→ **Point-per-instance localization data**
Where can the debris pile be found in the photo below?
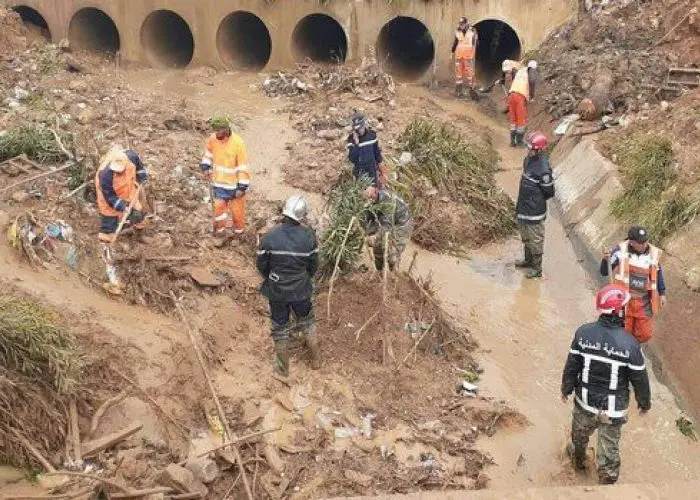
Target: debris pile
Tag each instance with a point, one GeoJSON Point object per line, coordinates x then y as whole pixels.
{"type": "Point", "coordinates": [448, 181]}
{"type": "Point", "coordinates": [614, 56]}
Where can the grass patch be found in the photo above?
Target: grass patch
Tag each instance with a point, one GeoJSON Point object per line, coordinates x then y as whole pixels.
{"type": "Point", "coordinates": [40, 367]}
{"type": "Point", "coordinates": [652, 197]}
{"type": "Point", "coordinates": [35, 141]}
{"type": "Point", "coordinates": [451, 188]}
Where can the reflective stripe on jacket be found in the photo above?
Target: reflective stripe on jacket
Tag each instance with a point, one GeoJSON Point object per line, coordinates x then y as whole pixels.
{"type": "Point", "coordinates": [115, 190]}
{"type": "Point", "coordinates": [536, 187]}
{"type": "Point", "coordinates": [602, 363]}
{"type": "Point", "coordinates": [287, 260]}
{"type": "Point", "coordinates": [465, 48]}
{"type": "Point", "coordinates": [639, 273]}
{"type": "Point", "coordinates": [228, 160]}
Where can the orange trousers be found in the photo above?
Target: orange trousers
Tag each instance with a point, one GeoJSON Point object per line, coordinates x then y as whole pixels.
{"type": "Point", "coordinates": [517, 111]}
{"type": "Point", "coordinates": [464, 70]}
{"type": "Point", "coordinates": [233, 209]}
{"type": "Point", "coordinates": [637, 322]}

→ **DIRECTIONS FOR THIS TASK**
Reproduce the data above exactly, leaving each picture out.

→ **RESPONSE FOR THIS EXERCISE**
Where can the debris pile be found in the photo below?
Target: debris pile
Tag each instance with a point, one GeoJSON Point object per line, coordinates x then y as whole pixels.
{"type": "Point", "coordinates": [448, 181]}
{"type": "Point", "coordinates": [614, 56]}
Where can the grass patch be found in the photo above?
Target: grass patch
Tag each instance with a point, one GeoJSON Point object per line, coordinates x then y as whole pixels.
{"type": "Point", "coordinates": [40, 367]}
{"type": "Point", "coordinates": [652, 197]}
{"type": "Point", "coordinates": [35, 141]}
{"type": "Point", "coordinates": [451, 188]}
Where can the reflective stripe on jacket be found in the photo above?
Target: reflective stripe on jacket
Tag each instance with a point, one GeoJSON Point object per line, coordinates x then y as whole pixels.
{"type": "Point", "coordinates": [115, 190]}
{"type": "Point", "coordinates": [536, 187]}
{"type": "Point", "coordinates": [602, 363]}
{"type": "Point", "coordinates": [287, 260]}
{"type": "Point", "coordinates": [465, 48]}
{"type": "Point", "coordinates": [639, 273]}
{"type": "Point", "coordinates": [228, 160]}
Where can the orange trousers be found in the photo above?
Target: orange trousers
Tag each instance with a point, one GeoJSON Point object per line, coordinates x then y as whole pixels.
{"type": "Point", "coordinates": [517, 111]}
{"type": "Point", "coordinates": [464, 70]}
{"type": "Point", "coordinates": [233, 209]}
{"type": "Point", "coordinates": [637, 322]}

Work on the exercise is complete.